Aim of the task: Output all the entries word for word. Omit the pictures.

Records supplied:
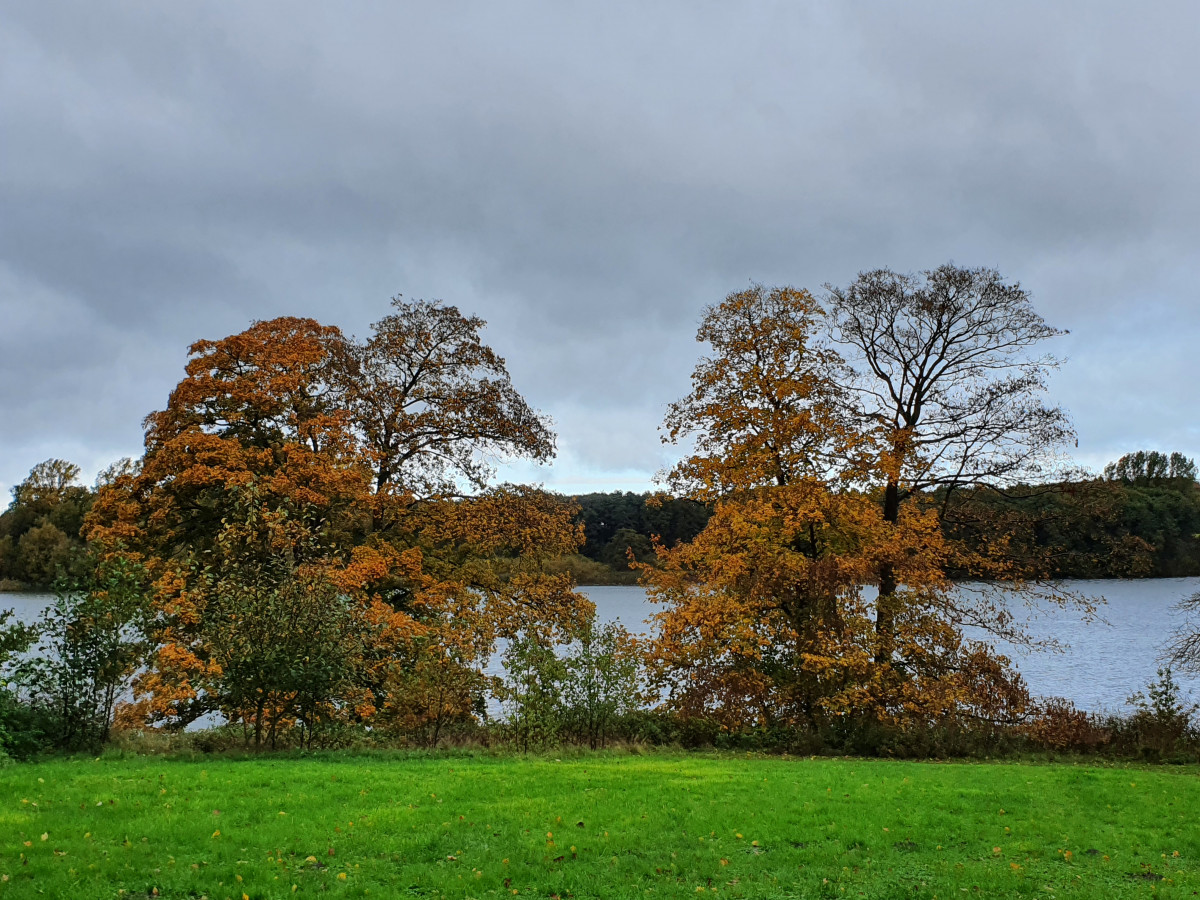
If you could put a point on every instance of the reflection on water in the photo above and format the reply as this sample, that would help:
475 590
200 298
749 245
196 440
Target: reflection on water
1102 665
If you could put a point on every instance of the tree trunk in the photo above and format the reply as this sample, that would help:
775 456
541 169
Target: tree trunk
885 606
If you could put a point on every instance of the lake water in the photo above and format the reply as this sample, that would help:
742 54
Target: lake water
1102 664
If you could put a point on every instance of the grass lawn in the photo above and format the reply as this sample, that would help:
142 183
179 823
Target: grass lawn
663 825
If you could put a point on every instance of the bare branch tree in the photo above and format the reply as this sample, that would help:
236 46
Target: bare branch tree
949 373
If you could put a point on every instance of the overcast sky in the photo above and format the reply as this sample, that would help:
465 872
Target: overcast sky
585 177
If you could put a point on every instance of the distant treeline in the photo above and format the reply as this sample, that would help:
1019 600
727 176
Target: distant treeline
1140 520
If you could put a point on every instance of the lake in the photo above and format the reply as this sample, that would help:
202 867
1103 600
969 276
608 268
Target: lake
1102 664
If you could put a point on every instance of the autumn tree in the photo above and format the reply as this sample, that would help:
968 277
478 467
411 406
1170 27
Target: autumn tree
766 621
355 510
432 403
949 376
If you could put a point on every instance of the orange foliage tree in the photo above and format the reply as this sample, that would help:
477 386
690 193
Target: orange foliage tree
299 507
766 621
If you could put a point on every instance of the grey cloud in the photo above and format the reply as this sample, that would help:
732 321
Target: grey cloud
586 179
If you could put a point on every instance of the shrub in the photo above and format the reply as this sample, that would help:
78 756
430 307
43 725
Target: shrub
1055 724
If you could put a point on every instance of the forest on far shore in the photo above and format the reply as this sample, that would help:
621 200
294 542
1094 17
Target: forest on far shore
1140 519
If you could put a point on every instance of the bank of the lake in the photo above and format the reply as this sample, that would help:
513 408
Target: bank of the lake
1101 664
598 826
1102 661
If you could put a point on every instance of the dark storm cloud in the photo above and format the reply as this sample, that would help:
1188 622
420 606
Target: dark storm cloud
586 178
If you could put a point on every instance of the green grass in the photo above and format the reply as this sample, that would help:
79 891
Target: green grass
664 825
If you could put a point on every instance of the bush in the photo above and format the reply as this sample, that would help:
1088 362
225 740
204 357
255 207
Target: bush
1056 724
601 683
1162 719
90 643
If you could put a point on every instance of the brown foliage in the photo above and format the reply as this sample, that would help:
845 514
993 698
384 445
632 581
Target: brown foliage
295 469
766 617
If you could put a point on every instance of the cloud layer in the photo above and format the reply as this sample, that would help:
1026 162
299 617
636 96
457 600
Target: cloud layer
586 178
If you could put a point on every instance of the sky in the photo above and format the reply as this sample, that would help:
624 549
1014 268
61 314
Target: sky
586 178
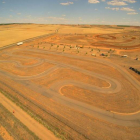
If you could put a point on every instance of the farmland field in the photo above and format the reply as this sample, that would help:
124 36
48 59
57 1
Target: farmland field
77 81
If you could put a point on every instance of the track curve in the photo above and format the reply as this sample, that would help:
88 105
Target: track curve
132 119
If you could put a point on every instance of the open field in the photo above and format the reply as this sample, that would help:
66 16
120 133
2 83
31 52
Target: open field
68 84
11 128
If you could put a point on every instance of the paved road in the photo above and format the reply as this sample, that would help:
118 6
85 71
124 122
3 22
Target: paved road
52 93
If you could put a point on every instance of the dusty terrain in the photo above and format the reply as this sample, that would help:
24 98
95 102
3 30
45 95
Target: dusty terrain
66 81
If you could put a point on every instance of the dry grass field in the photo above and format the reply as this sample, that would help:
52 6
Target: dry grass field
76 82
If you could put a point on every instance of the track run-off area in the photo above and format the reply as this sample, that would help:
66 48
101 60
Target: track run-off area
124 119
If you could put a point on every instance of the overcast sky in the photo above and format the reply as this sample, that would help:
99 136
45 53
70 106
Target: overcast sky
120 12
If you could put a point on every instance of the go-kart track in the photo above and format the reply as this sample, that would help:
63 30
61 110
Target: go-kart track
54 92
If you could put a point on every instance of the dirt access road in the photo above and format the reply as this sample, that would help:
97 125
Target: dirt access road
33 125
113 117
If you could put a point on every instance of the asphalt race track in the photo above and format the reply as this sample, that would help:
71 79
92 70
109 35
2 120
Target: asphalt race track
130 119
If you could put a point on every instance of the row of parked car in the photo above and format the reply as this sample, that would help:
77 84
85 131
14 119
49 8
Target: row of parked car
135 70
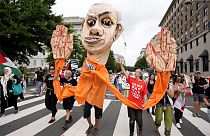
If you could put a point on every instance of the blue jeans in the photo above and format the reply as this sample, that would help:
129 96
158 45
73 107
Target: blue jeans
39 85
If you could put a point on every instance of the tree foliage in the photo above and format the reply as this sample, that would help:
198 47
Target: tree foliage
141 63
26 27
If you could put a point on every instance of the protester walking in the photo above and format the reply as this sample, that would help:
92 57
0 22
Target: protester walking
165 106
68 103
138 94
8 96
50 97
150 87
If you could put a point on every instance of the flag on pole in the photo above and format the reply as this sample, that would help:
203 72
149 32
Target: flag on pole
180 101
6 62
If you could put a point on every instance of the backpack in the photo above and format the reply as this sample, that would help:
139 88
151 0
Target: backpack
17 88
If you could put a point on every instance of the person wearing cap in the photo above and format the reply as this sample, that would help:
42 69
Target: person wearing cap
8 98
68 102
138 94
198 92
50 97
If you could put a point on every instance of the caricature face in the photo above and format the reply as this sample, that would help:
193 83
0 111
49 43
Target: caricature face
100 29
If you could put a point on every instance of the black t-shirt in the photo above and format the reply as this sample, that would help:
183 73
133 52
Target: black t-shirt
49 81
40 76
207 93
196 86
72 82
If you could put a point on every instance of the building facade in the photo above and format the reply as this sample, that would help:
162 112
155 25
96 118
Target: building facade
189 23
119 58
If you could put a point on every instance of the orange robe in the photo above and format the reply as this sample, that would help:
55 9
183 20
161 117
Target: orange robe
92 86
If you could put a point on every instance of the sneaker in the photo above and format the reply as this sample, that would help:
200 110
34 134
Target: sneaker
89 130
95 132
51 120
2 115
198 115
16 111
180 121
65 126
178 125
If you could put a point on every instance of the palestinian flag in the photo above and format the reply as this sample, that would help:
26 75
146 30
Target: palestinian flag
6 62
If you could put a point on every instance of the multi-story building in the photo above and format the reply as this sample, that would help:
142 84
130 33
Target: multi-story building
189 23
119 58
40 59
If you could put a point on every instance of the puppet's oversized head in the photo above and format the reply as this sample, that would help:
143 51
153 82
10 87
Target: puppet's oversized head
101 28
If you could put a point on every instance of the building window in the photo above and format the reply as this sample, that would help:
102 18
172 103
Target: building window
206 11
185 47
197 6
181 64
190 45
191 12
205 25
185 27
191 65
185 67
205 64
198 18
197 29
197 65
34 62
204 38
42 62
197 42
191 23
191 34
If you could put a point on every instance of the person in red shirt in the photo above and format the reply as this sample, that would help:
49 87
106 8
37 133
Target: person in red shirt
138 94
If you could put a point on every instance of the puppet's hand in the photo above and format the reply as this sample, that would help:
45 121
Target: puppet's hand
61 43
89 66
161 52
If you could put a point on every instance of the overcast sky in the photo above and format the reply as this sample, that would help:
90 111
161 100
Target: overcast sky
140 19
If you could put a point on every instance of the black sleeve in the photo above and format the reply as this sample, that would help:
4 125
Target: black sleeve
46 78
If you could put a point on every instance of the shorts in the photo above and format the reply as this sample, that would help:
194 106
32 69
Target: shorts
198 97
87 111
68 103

Response to the task:
If you could put a point on every instance of the reflection on water in the photo above and format the reply as this sample, that would help:
475 590
200 298
749 245
196 440
Target: reflection on water
1102 665
If you could put a point on every instance of the tree trunk in the photo above and format the reply as this sample, that would help:
775 456
541 169
Target: tree trunk
885 606
If you could put a point on every instance of the lake water in the photo above and format the reply as this sample, that would help:
742 54
Target: lake water
1102 664
If you could put a point on every instance of the grass lawn in the photo above and format the reply as this sample, that would help:
142 183
179 823
Target: grass lawn
663 825
If you could put a point on every instance of the bare branch tree in the photo above and format the reply as this sample, that would help:
236 46
Target: bare branch tree
949 373
If you could put a point on every instance of the overcast sky in the photo above and format the reply as this sample, that would help:
465 872
Target: overcast sky
585 177
If you could put a point on every instance of the distant treeline in the photo above and format the reply as this sample, that would help:
1019 600
727 176
Target: distant treeline
1140 520
If you could put a point on every instance of the lake in the photo above and format the reply as this sample, that would help:
202 867
1103 600
969 276
608 268
Target: lake
1102 664
If you could put a point on every instance of the autumn tree in the photo above and format the reply as this sample, that would help:
968 277
478 467
411 406
1170 27
Target: autumn tree
766 621
355 510
432 403
949 376
If you could put a point on every instance of the orange foliage tree in the photo above and format the reply as this sample, that would help:
477 386
690 193
Target: orange foliage tree
299 507
766 621
If you could put a point on every instance of the grey cloud in the photo above and format the reply as this sample, that would help:
732 321
Target: grey cloud
586 179
If you could put a point on every instance of the shrub in the photo above and format the reply as this sample, that would help:
78 756
430 307
43 725
Target: shrub
1055 724
If you could put a point on every instance of the forest on far shore in the photo above and format the reply as this sample, that would help:
621 200
294 542
1094 17
Target: forest on far shore
1140 519
If you could put a point on every instance of the bank of the lake in the photo above and format the reply as this sample, that would help:
513 408
Target: bank of the lake
1101 664
598 826
1102 661
If you could put a point on every instance of the dark storm cloud in the photo above and format the reply as this sample, that would help:
1188 622
420 606
Target: dark storm cloud
586 178
If you could put a point on every instance of the green grass in the photo above and format the reply as this sample, that would help:
79 891
Target: green grass
664 825
If you could put a point on every instance of the bush in the photo above and format the reply as this sample, that would help:
1088 362
225 740
204 357
255 207
Target: bush
1056 724
601 683
1162 719
90 643
If you could put a point on every instance of the brown foliage in the photo above and format the reply as this sample, that would help:
845 514
993 698
384 445
632 581
Target: brown foliage
295 469
766 617
If you could put a point on every instance of the cloud layer in the photo above and format the reply as this sample, that would help:
1026 162
299 617
636 96
457 600
Target: cloud layer
586 178
If you could put a point on every instance of the sky in the photo above and format the reply as this sample, that would help:
624 549
1014 268
61 314
Target: sky
586 178
If you could put a point on every instance of the farmland field in the photo above and format the reply as this sample, that would help:
124 36
48 59
57 1
Target: farmland field
77 81
If you could put a point on every instance of the track curve in the photo above and format the reply as this sample, that would help:
88 105
Target: track curve
132 119
If you could put a point on every instance of the open field in the photo above and format the reply as this sample, that would help:
66 16
120 133
2 83
31 52
Target: open field
68 84
11 128
If you could put a point on every instance of the paved road in the photo above and format the reply as this sample, that would help:
118 6
85 71
124 122
3 22
Target: paved road
52 93
If you could put a point on every instance of the dusty terrain in the photo above and format the reply as this sample, that would help:
24 98
95 102
3 30
45 95
Target: dusty terrain
66 81
If you could put a point on every instance of the dry grass field in the photo above and format the reply as this sample, that would help:
52 6
Target: dry grass field
76 82
If you could put a point on every instance of the track run-off area in the photo above and format the reply as this sample, that would help:
66 48
101 60
Target: track run-off area
124 119
If you could put a point on every instance of the overcast sky in the photo above and format the reply as this sample, that would help:
99 136
45 53
70 106
Target: overcast sky
120 12
If you could put a point on every instance of the go-kart track in the photo above and format the reply as this sample, that would help:
63 30
61 110
Target: go-kart track
54 92
If you could put a point on every instance of the dirt access road in the photo above and format the reply as this sample, that would help:
97 125
Target: dirt access road
33 125
113 117
If you could put a point on every instance of the asphalt race track in the photo above and format the reply as this sample, that would help:
71 79
92 70
109 35
2 120
Target: asphalt race track
130 119
If you could put a point on every instance of the row of parked car in the photo above and format the reply as this sample, that would help:
77 84
85 131
14 119
49 8
Target: row of parked car
135 70
If you could put a point on every instance of the blue jeans in the photo above and format the reply as this sample, that would help:
129 96
158 45
73 107
Target: blue jeans
39 85
If you could put a point on every instance of the tree foliage in the photo above and format the reply as this sample, that would help:
198 47
Target: tree foliage
141 63
26 27
If you could put a point on every instance of the protester walking in the photo above and format the reply as this sample, that would help:
92 57
0 22
Target: protester walking
165 106
68 103
138 94
8 96
50 97
150 87
If you could put a point on every instance of the flag on pole in the photo above and format the reply as this sample, that would help:
203 72
149 32
Target: flag on pole
180 101
6 62
If you could put a point on every instance of the backpack in the photo above and format the reply as this sample, that would help:
139 88
151 0
Target: backpack
17 88
If you could put a point on every instance of the person wearing cap in the photo above and format the reply as this sample, that would help:
42 69
Target: person wearing cap
8 98
68 102
138 94
198 92
50 97
If you could put a point on every instance of the caricature face in the photo above and format the reply as this sample, that would help:
193 83
0 111
49 43
Target: caricature face
100 29
If you could put a point on every instance of the black t-shirt in the photo above and format the reply as this sample, that would help:
183 73
133 52
Target: black t-shirt
49 81
40 76
207 93
196 86
72 82
If you could put a point on every instance of the building facade in the photo above and format the reply as this sample, that would help:
162 112
155 25
96 118
Target: building facade
189 23
119 58
If you could put a point on every instance of the orange robe in the photo above and format the reply as this sample, that would help:
55 9
183 20
161 117
Target: orange robe
92 86
If you could put a point on every instance of the sneaker in the photo above and format the reply as this sample, that would help:
200 110
34 134
Target: sneaker
89 130
95 132
51 120
2 115
198 115
16 111
180 121
65 126
178 125
If you could put a point on every instance of the palestinian flag in the photo above and format the reply as this sample, that would help:
26 75
146 30
Target: palestinian flag
6 62
If you could put a point on every instance of the multi-story building in the photo above and format the reply as this sample, that would help:
142 84
130 33
Target: multi-story building
189 23
119 58
40 59
If you could put a point on every instance of the puppet's oversized head in the photo above and format the reply as this sample, that would help:
143 51
153 82
10 87
Target: puppet's oversized head
101 28
If you could put a point on every instance of the building window in the photo above and format the reply as this sample, that would help:
102 18
172 103
Target: building window
206 11
185 47
197 6
181 64
190 45
191 12
205 25
185 27
191 65
185 67
205 64
198 18
197 29
197 65
34 62
204 38
42 62
197 42
191 23
191 34
If you could put a point on every instance of the person in red shirt in the photo above and format the reply as this sample, that would help:
49 87
106 8
37 133
Target: person in red shirt
138 94
If you could put a point on every instance of the puppet's hand in the photo above and format the reply as this sample, that would help:
45 121
Target: puppet's hand
61 43
89 66
161 52
If you could put a point on every instance of the overcast sky in the photo above and format the reply as this sample, that would help:
90 111
161 100
Target: overcast sky
140 19
If you could put a point on every instance of the black sleeve in the photo above and format the reply as this sample, that would help:
4 125
Target: black sleeve
46 78
If you could put a point on every instance of the shorts in the photo above and format the reply as this sample, that would help:
194 106
32 69
Target: shorts
198 97
87 111
68 103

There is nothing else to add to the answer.